• What the task asks: Within the records below, find each line that holds the string "dock", then copy it.

= = = = = = =

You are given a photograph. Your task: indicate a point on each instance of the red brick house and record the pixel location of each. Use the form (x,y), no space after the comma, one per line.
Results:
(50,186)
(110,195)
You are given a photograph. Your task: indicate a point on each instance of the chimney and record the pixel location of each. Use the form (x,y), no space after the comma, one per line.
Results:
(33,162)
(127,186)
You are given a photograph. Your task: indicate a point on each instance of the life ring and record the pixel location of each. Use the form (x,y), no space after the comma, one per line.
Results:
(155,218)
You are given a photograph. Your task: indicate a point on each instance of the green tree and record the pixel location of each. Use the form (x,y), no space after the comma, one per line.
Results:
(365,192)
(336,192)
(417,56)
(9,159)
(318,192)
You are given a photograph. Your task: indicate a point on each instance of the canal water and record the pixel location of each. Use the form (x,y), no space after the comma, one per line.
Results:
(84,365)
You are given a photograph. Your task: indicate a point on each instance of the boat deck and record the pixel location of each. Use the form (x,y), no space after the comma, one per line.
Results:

= = = = = = =

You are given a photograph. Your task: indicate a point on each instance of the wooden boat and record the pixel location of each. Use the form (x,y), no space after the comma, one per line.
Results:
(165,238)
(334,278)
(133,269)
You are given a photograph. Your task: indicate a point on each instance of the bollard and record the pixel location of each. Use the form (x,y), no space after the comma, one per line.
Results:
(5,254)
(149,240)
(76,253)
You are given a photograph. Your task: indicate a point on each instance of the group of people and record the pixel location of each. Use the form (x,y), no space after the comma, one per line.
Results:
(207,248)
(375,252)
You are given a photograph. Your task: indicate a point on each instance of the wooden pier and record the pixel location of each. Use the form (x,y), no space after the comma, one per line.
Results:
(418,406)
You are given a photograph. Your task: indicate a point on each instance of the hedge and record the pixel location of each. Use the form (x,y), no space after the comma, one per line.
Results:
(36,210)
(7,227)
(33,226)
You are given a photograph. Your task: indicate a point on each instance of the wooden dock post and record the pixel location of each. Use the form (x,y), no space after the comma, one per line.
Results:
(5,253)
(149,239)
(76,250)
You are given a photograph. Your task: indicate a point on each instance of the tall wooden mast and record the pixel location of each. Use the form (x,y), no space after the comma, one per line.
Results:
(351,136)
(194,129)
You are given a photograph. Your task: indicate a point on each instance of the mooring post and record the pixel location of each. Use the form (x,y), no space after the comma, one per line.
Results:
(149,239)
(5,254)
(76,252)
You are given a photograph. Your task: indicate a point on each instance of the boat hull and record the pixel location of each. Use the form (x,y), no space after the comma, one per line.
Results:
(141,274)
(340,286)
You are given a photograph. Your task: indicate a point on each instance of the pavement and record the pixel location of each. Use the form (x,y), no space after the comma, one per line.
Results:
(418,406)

= = = = = = =

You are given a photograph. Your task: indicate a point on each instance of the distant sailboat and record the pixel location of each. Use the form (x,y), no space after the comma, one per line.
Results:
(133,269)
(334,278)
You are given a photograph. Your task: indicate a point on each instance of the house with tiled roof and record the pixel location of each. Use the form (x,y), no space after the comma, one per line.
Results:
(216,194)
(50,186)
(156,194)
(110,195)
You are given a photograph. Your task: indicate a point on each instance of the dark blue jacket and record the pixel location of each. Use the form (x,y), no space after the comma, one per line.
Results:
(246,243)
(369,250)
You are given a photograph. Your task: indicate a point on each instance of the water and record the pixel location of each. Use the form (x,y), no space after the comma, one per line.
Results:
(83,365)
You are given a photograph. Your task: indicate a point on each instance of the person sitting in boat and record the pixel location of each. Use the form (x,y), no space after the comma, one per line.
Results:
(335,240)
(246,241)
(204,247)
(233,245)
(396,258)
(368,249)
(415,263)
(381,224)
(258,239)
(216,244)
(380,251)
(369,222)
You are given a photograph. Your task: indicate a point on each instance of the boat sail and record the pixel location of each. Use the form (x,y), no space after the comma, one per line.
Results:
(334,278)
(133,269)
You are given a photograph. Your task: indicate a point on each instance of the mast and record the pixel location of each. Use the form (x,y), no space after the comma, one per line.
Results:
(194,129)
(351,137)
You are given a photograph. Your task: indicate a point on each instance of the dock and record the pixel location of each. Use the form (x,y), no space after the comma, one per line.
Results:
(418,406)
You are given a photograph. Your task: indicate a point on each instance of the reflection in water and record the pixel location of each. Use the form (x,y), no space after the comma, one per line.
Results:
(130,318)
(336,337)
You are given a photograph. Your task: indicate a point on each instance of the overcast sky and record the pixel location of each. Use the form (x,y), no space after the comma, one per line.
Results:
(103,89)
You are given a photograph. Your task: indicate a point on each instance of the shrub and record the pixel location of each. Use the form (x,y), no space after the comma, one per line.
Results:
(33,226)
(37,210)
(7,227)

= = = = = = =

• Result of this exercise:
You are given a photograph. Your task: indicate a point on each instance of the wooden dock post and record the pixel location of each. Use the form (x,y), no space after the comma, one per line.
You are given a photograph. Your task: indicate a point on each instance of the dock and record the pixel location of each. Use the form (x,y), no space after the comma, one per line.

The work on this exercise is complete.